REQUIREMENTS ▸
Give back, unchanged, each line from the one containing "Question. Point out every instance of the person's leg" through the last line of the entries below.

LISTING ▸

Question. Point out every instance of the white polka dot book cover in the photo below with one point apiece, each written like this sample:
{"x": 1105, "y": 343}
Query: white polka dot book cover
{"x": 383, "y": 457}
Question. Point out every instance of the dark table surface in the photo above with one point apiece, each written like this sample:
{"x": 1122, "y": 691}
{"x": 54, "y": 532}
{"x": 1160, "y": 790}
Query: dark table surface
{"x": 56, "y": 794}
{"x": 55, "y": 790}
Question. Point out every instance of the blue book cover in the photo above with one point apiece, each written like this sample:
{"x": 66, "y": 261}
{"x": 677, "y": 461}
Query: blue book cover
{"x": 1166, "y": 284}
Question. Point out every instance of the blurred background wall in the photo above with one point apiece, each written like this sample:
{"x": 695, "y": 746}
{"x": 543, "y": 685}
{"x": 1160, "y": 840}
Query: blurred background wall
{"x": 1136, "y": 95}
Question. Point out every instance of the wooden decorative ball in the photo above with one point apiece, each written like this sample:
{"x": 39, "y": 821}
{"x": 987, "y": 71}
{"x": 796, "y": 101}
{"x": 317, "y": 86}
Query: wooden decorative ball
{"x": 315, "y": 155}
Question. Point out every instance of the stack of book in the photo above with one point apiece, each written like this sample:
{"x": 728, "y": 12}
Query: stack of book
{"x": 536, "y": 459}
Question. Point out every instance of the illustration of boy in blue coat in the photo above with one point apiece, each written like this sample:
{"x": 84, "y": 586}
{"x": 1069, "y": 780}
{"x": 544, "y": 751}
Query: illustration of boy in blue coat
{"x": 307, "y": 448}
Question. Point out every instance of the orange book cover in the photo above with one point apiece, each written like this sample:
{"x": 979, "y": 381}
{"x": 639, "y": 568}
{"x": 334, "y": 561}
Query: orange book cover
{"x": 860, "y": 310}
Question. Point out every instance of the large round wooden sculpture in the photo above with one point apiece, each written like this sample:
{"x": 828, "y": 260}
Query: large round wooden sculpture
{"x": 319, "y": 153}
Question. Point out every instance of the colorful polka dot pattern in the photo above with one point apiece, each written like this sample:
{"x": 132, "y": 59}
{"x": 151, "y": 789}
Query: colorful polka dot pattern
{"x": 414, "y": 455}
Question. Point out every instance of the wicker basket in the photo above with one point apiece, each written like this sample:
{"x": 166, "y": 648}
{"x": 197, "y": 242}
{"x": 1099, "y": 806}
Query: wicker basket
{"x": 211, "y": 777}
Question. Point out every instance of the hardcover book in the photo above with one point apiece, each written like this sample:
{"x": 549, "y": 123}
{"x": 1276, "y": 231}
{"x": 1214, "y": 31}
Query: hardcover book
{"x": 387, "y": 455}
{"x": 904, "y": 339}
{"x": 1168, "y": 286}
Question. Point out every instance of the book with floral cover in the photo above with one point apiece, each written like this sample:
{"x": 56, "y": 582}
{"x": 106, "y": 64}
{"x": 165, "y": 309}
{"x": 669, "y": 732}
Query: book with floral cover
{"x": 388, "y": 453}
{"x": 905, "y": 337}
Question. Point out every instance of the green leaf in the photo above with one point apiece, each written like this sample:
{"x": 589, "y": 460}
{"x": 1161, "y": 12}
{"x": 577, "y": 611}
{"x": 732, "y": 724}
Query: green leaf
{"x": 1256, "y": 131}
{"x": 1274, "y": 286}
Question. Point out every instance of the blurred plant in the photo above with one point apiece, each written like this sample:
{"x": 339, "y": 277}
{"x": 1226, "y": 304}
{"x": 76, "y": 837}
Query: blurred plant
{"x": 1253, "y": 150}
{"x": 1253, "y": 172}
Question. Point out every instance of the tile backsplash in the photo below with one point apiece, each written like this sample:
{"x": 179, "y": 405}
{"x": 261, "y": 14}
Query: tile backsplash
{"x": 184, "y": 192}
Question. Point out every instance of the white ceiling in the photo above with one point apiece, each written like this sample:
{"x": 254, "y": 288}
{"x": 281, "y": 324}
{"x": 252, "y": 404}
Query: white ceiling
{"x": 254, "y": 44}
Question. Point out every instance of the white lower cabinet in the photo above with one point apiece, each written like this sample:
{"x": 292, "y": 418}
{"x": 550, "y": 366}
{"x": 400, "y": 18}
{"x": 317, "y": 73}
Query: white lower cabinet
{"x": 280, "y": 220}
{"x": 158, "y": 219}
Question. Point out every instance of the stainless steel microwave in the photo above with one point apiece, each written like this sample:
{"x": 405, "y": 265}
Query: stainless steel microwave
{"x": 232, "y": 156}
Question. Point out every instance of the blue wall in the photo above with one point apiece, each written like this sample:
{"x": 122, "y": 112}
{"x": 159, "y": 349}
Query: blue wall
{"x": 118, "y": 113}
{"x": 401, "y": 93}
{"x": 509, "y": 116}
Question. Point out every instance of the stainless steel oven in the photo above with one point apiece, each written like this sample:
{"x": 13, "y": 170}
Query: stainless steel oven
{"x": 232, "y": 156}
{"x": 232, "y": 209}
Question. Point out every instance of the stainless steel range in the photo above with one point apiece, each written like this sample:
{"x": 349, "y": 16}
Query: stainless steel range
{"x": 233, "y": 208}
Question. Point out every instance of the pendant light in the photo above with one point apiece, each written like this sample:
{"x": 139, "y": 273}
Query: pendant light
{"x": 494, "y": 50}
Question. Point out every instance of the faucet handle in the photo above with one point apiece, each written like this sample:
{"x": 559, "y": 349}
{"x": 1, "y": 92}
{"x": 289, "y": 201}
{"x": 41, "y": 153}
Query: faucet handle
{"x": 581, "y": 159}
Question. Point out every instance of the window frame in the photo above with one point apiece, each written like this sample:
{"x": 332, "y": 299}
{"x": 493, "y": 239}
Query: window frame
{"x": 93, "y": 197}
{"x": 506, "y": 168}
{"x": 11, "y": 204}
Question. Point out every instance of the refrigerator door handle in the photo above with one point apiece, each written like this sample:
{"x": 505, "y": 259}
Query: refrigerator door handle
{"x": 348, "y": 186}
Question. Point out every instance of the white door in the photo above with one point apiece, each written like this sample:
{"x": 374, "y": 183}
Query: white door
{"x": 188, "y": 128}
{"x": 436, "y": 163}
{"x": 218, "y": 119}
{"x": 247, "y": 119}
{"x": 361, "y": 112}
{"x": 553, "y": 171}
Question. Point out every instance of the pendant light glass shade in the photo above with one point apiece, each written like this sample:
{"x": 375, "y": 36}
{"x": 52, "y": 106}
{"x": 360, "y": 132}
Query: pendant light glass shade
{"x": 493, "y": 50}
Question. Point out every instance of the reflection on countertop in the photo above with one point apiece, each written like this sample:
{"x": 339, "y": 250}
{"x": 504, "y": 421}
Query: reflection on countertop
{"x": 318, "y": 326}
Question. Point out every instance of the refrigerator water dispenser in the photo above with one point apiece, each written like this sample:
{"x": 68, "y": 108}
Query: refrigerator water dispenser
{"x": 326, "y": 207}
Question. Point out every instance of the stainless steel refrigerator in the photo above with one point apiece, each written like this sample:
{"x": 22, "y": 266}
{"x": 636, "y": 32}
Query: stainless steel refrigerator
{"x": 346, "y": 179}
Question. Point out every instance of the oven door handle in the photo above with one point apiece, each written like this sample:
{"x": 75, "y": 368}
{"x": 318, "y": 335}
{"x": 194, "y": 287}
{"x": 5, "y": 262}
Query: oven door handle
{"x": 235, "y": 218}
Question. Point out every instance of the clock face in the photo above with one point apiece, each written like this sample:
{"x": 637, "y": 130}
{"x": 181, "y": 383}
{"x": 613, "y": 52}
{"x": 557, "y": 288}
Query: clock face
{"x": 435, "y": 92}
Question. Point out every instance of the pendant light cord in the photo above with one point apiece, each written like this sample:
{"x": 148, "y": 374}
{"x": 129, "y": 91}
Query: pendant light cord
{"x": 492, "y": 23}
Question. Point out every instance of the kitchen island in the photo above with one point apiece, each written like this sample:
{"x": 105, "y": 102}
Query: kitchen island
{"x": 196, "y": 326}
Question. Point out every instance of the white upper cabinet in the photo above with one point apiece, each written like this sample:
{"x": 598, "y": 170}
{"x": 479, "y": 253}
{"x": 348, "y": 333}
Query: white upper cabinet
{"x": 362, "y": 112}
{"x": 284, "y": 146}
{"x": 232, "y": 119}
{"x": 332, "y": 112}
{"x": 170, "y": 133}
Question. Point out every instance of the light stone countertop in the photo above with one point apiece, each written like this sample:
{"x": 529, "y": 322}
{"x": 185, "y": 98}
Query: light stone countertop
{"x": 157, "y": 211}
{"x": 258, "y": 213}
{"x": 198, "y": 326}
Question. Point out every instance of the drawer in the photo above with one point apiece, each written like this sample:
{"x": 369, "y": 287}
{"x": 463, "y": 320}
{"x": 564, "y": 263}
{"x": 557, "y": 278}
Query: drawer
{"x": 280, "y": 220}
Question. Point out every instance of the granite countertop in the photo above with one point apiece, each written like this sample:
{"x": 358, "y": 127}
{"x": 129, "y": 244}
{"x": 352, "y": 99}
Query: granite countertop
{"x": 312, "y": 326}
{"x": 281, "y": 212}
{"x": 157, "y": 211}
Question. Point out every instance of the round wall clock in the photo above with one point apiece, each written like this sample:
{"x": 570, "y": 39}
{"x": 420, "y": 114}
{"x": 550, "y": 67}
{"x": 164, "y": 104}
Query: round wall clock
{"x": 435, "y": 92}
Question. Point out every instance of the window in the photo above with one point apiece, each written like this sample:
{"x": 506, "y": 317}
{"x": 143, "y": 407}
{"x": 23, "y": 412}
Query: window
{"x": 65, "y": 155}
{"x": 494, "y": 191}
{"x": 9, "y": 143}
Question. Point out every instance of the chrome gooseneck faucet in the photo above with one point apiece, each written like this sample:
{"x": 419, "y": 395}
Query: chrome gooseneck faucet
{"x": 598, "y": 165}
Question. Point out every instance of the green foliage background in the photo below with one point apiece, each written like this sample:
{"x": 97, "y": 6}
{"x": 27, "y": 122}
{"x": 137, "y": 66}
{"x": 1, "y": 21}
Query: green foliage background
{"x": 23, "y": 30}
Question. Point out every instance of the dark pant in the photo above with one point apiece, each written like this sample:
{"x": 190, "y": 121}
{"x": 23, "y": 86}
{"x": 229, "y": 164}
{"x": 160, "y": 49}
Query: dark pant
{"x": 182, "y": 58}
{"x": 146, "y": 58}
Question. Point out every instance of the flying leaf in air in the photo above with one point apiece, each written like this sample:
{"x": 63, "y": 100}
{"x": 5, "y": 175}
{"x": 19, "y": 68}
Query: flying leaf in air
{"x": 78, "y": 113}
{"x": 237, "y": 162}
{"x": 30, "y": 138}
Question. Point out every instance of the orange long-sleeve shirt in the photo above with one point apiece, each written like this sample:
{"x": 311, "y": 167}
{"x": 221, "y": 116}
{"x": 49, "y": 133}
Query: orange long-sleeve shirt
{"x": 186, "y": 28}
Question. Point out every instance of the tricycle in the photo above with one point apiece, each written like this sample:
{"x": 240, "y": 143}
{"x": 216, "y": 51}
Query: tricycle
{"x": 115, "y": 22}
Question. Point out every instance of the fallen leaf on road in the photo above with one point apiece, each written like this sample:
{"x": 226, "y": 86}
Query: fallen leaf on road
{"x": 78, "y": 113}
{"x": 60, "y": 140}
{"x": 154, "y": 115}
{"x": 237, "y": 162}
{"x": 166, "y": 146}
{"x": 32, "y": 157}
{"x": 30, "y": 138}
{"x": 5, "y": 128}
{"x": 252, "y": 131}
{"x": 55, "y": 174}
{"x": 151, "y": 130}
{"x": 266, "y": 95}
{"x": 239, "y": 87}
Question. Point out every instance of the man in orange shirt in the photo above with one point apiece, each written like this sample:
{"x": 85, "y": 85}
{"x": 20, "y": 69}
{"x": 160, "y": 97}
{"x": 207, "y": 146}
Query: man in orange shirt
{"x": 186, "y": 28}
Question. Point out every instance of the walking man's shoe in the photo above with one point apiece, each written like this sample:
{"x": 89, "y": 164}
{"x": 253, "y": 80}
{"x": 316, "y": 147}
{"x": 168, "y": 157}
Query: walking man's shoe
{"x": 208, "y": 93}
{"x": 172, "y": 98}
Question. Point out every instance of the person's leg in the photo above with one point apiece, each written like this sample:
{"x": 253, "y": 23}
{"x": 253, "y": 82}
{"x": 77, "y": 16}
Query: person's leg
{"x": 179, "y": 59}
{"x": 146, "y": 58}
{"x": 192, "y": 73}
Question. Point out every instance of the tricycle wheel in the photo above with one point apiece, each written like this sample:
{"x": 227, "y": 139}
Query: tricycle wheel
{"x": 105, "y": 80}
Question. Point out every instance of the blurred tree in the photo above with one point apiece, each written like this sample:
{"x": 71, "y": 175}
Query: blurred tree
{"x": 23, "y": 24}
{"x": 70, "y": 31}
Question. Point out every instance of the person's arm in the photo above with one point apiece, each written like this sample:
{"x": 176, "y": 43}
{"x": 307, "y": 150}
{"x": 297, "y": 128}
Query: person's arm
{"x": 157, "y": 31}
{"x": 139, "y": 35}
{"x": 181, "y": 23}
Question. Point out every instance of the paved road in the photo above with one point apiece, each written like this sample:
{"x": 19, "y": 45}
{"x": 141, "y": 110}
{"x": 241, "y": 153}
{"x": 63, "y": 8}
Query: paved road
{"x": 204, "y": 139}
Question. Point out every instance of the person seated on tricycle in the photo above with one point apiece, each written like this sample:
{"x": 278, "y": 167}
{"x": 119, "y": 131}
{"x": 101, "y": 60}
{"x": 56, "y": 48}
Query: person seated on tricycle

REPLY ▸
Question. Point out every instance of the person's leg in the photo above with one point apiece, each written like this sample:
{"x": 253, "y": 23}
{"x": 253, "y": 82}
{"x": 77, "y": 16}
Query: person's leg
{"x": 179, "y": 59}
{"x": 146, "y": 58}
{"x": 192, "y": 73}
Question. Point out every instance of the tricycle wheel in the photo above with one point apiece, each written like this sample:
{"x": 227, "y": 139}
Query: tricycle wheel
{"x": 105, "y": 80}
Question. Point out every instance of the blurred tree in the photo above with one point apiece, each written like this sample:
{"x": 71, "y": 175}
Query: blurred tree
{"x": 23, "y": 24}
{"x": 70, "y": 31}
Question. Point out every instance of the person's arm in the photo above with one point apiece, each written like this sample:
{"x": 176, "y": 43}
{"x": 307, "y": 150}
{"x": 297, "y": 128}
Query: person's arm
{"x": 157, "y": 31}
{"x": 139, "y": 35}
{"x": 181, "y": 23}
Question. Point out every instance of the paved road in the photo above with one point apiece, each written like this sample:
{"x": 19, "y": 45}
{"x": 141, "y": 110}
{"x": 241, "y": 153}
{"x": 63, "y": 8}
Query: paved road
{"x": 204, "y": 139}
Question. Point out every instance of the person seated on tricycle in the photo above with one point apiece, each written like this sample:
{"x": 278, "y": 167}
{"x": 119, "y": 131}
{"x": 101, "y": 60}
{"x": 56, "y": 48}
Query: person seated on tricycle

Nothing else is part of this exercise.